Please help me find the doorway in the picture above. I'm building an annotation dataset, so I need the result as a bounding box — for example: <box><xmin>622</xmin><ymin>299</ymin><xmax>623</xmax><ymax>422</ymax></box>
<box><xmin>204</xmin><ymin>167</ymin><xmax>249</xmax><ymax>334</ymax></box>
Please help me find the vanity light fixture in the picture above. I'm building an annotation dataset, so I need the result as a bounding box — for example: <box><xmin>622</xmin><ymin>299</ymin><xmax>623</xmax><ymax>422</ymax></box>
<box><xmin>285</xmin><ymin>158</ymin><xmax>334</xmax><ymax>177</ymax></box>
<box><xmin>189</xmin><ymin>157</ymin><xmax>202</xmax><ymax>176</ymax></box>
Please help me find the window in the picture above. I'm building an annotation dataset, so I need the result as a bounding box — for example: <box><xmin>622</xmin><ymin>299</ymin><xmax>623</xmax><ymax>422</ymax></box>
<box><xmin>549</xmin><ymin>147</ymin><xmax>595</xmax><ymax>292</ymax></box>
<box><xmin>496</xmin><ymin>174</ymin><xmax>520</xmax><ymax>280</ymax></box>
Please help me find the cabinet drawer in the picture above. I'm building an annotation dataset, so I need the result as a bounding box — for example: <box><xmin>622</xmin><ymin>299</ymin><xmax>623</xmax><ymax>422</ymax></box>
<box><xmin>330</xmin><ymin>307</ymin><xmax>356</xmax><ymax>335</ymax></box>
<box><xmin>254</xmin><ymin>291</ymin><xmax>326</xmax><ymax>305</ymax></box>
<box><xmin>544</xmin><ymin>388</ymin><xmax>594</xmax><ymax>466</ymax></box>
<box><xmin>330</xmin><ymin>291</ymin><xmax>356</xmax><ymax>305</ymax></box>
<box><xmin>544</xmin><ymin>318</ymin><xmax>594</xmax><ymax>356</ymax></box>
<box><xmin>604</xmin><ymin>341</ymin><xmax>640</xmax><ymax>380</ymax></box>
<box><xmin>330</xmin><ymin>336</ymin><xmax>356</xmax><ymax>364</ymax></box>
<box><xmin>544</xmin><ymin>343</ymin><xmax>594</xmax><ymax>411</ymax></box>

---+---

→ **The problem**
Using the entries above, copy exactly the lines from the one containing "Please help me find the cabinet" through the last, both included.

→ **Exercise solution**
Please help me find the cabinet drawer in the picture above. I'm building an annotation dataset, so I need the result as a bounding box — for example: <box><xmin>622</xmin><ymin>299</ymin><xmax>623</xmax><ymax>422</ymax></box>
<box><xmin>330</xmin><ymin>307</ymin><xmax>356</xmax><ymax>335</ymax></box>
<box><xmin>254</xmin><ymin>291</ymin><xmax>326</xmax><ymax>305</ymax></box>
<box><xmin>544</xmin><ymin>388</ymin><xmax>594</xmax><ymax>466</ymax></box>
<box><xmin>330</xmin><ymin>291</ymin><xmax>356</xmax><ymax>305</ymax></box>
<box><xmin>544</xmin><ymin>318</ymin><xmax>594</xmax><ymax>356</ymax></box>
<box><xmin>604</xmin><ymin>341</ymin><xmax>640</xmax><ymax>380</ymax></box>
<box><xmin>330</xmin><ymin>336</ymin><xmax>356</xmax><ymax>364</ymax></box>
<box><xmin>544</xmin><ymin>343</ymin><xmax>594</xmax><ymax>411</ymax></box>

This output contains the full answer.